▸ **Directions for this task**: Revise everything from the line containing "task | put a marker on each instance of the distant" down to the line containing "x=545, y=208" by swapping "black cable" for "dark cable" and leaving the rest untouched. Return only those lines.

▸ **Dataset**:
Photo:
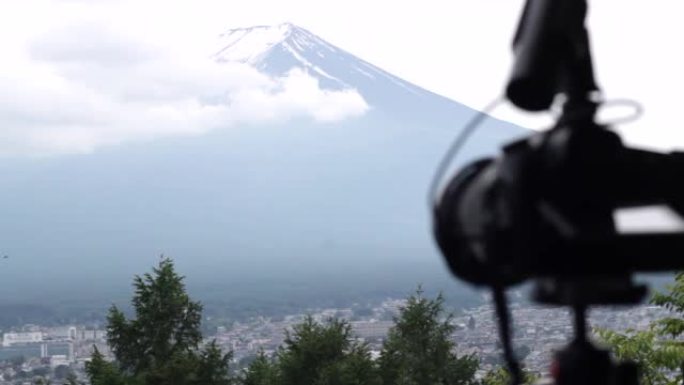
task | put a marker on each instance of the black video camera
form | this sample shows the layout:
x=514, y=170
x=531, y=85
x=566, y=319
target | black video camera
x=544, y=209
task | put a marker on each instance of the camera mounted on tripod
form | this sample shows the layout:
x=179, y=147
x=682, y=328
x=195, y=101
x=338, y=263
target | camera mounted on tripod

---

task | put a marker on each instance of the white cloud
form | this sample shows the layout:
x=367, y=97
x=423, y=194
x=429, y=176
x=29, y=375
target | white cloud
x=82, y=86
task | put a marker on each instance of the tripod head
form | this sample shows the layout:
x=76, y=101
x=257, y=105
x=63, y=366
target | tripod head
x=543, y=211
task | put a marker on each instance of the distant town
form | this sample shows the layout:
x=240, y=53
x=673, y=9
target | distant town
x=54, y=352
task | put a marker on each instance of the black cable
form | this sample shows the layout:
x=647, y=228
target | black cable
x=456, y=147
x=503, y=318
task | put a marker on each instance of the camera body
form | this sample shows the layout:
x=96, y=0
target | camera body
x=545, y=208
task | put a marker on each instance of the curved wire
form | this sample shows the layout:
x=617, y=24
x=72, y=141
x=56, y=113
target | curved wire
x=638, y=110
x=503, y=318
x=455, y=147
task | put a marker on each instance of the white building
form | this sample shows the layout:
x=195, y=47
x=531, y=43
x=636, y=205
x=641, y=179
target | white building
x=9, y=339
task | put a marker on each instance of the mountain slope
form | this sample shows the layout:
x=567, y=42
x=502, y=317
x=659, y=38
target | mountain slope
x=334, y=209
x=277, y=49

▸ **Result of the task**:
task | put a marker on each instance of the distant town
form | this sample shows the layout:
x=240, y=53
x=673, y=9
target | distant town
x=54, y=352
task | put a marker on each instance of the dark cable
form | this sample shows the layout:
x=647, y=228
target | dark cable
x=456, y=147
x=503, y=318
task | put a marker on each instance of the camera body
form | this sample shows the layout:
x=96, y=0
target | camera body
x=545, y=208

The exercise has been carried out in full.